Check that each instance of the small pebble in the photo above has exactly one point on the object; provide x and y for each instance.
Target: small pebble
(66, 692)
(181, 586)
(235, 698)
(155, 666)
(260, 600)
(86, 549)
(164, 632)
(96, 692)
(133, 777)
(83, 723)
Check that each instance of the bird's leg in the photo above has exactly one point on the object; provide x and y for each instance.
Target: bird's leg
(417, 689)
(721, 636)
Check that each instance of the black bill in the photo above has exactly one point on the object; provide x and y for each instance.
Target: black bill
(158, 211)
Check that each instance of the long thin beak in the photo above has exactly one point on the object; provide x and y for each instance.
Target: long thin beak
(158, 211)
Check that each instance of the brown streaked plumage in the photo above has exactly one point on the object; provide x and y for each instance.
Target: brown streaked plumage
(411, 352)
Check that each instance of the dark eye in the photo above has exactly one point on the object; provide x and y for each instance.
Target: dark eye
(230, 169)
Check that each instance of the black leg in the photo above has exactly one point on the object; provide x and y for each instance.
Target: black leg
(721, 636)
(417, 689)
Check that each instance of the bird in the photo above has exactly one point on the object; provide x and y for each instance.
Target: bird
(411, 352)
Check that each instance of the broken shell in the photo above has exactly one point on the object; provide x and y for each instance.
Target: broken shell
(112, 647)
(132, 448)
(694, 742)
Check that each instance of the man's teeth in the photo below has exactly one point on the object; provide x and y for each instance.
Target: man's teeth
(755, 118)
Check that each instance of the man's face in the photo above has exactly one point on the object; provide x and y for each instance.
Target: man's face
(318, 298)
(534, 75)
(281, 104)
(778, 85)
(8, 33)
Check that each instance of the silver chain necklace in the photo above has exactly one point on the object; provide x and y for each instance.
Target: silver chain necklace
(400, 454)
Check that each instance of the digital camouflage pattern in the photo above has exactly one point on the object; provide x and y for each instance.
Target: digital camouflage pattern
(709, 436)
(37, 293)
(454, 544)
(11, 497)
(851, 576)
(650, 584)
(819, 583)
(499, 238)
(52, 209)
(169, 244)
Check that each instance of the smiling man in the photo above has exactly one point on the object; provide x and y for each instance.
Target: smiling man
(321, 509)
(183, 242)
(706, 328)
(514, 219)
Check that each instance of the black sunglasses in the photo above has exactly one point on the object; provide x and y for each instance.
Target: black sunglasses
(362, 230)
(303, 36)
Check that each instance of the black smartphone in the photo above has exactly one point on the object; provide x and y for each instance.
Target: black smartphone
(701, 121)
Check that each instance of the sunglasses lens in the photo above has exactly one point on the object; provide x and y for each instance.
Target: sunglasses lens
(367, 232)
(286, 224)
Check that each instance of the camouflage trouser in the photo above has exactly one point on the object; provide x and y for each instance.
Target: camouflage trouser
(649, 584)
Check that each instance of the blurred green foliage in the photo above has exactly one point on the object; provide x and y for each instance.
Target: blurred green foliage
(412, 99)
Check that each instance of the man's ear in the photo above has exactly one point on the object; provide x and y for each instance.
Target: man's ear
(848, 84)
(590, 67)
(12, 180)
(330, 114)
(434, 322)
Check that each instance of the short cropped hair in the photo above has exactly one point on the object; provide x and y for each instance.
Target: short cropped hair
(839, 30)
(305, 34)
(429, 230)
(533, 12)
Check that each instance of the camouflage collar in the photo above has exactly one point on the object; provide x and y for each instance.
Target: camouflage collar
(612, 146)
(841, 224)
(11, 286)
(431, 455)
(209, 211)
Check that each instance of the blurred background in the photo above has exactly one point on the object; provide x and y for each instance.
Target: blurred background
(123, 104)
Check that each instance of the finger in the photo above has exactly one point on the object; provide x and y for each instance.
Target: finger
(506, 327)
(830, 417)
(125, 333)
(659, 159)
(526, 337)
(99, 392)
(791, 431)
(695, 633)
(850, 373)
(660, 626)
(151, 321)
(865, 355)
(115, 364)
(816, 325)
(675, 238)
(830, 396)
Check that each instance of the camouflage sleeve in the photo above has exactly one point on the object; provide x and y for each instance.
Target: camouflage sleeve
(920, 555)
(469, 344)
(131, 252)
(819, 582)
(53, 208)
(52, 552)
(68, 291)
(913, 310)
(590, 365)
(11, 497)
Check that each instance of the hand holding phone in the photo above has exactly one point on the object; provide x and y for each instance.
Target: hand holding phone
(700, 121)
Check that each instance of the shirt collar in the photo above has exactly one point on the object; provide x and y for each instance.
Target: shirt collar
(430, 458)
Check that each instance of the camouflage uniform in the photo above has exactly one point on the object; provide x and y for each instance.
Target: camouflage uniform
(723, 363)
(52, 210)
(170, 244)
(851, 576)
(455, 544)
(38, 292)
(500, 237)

__Work to be completed__:
Please revise all the rows above so that every "exactly one point" becomes "a single point", with nothing else changed.

__Complete output__:
Check that each instance of the small pebble in the photo above has a single point on the object; provide x and y for each instance.
Target: small pebble
(66, 692)
(181, 586)
(235, 698)
(155, 666)
(260, 600)
(86, 549)
(164, 632)
(96, 692)
(133, 777)
(83, 723)
Check that each instance of the bird's leg in the photo above has a single point on the object; provide x and y for each instance.
Target: bird's leg
(417, 689)
(721, 636)
Check that each instance of the black bill in the photo above has a single point on the object; provide x and y for each instance.
Target: black bill
(158, 211)
Check that each instance of the long thin beak in the photo above has a single point on the object; provide x and y for each instance.
Target: long thin beak
(158, 211)
Check that each instance of the brown streaked plumage in the photo above has a single point on the object; provide x and y for each instance.
Target: brown streaked plumage
(411, 352)
Check that each instance of the dark eye in the photo above has a single point on the object; provide x and y for each instance.
Target: dark eye
(230, 169)
Check that each instance of the black leg in the photo above has a single point on the object; provide x and y for each instance.
Target: black leg
(721, 636)
(417, 689)
Check that each instance of the bird in the photo above has a single point on the object; provide x and y for each instance.
Target: bird
(411, 352)
Check that each instance of the broken shell in the photo above has a single point on the object; provide x and y for each instance.
Target: broken shell
(112, 647)
(132, 448)
(694, 742)
Check that each instance of the man's teeth in the photo below has a single point on the object; provide x and y for each instance.
Target: man's teeth
(755, 118)
Check that each instance of the man's face in the photo above has a single point on the object; provide x and y for each instance.
Target: man's face
(318, 298)
(534, 75)
(281, 104)
(778, 85)
(8, 33)
Check that each instance of the silver chain necklace in the photo above has a single point on the object; provide x and y for each instance.
Target: silver chain necklace
(400, 454)
Check that each instance of the digital camouflage pattern in the photo above has a single point on the object; provide x and y for each instance.
Target: digital camouflage pattern
(709, 436)
(37, 293)
(454, 544)
(11, 497)
(851, 576)
(650, 584)
(819, 583)
(499, 238)
(52, 209)
(169, 244)
Check that each instance of the smiling man in the photo above has a single point on the object; provide x and y for each instance.
Target: smiling man
(321, 509)
(183, 242)
(706, 328)
(514, 219)
Check that each instance of the black sunglasses in the photo above has a single point on the object; provide x and y for each instance.
Target: black sunglasses
(362, 230)
(303, 36)
Check that each instance of the black smartphone in the photo above has a single point on the object; provide x and y for each instance.
Target: black smartphone
(701, 121)
Check that each instance of the sunglasses lens in the photo above has a single point on the object; provide x and y for each instance.
Target: sunglasses lens
(367, 232)
(286, 224)
Check that each instance of the camouflage trouser in the photo above has a single point on the object; provide x and y for each instance.
Target: camouflage trouser
(649, 584)
Check that each instance of the blurred green foliage in the photo above has a single point on the object; provide x and y for each instance.
Target: blurred green foliage
(412, 99)
Check that each instance of the man's ear in the photo above has a single point on the object; provide x and y for each instance.
Target: man's ear
(848, 84)
(590, 67)
(12, 180)
(330, 114)
(434, 322)
Check that each instance of the short cropped hair in the photo above has a single point on the object; provide x and y for each instance.
Target: short cropped hair
(839, 30)
(305, 34)
(429, 230)
(533, 12)
Check that each instance of the camouflage collar in the photo above has a single point on the object; provide x and y for each instance.
Target: camouflage collar
(612, 146)
(841, 224)
(11, 286)
(431, 455)
(209, 211)
Check that each instance of the blurred background in the photo above has a single point on the object; provide x and y for each instance.
Target: blurred background
(123, 104)
Check that each instance of the finger in the photo above has a single point on the object; provide x and y for each instance.
Target: finger
(506, 327)
(830, 417)
(125, 333)
(659, 159)
(526, 337)
(99, 392)
(791, 431)
(695, 633)
(850, 373)
(660, 626)
(151, 321)
(865, 355)
(115, 364)
(816, 325)
(675, 238)
(830, 396)
Check that each instance of the camouflage sleeve in the photo above has a single point on the object; provide x and y for each instance.
Target: camouflage sleeve
(920, 555)
(469, 344)
(131, 252)
(819, 582)
(53, 208)
(52, 552)
(68, 291)
(913, 310)
(590, 365)
(11, 497)
Check that each instance of the hand holding phone in the photo above has a single point on the object; provide x and y for each instance.
Target: hand holding phone
(700, 121)
Check that each instance of the shirt collar in the photo above has a single point on the object; provide x and y for each instance.
Target: shirt collar
(430, 458)
Check that each instance of the camouflage uniform in the photo above has a single point on the object; provide x and y for each instance.
Target: camouflage uniform
(723, 363)
(52, 210)
(170, 244)
(851, 576)
(455, 544)
(38, 292)
(500, 237)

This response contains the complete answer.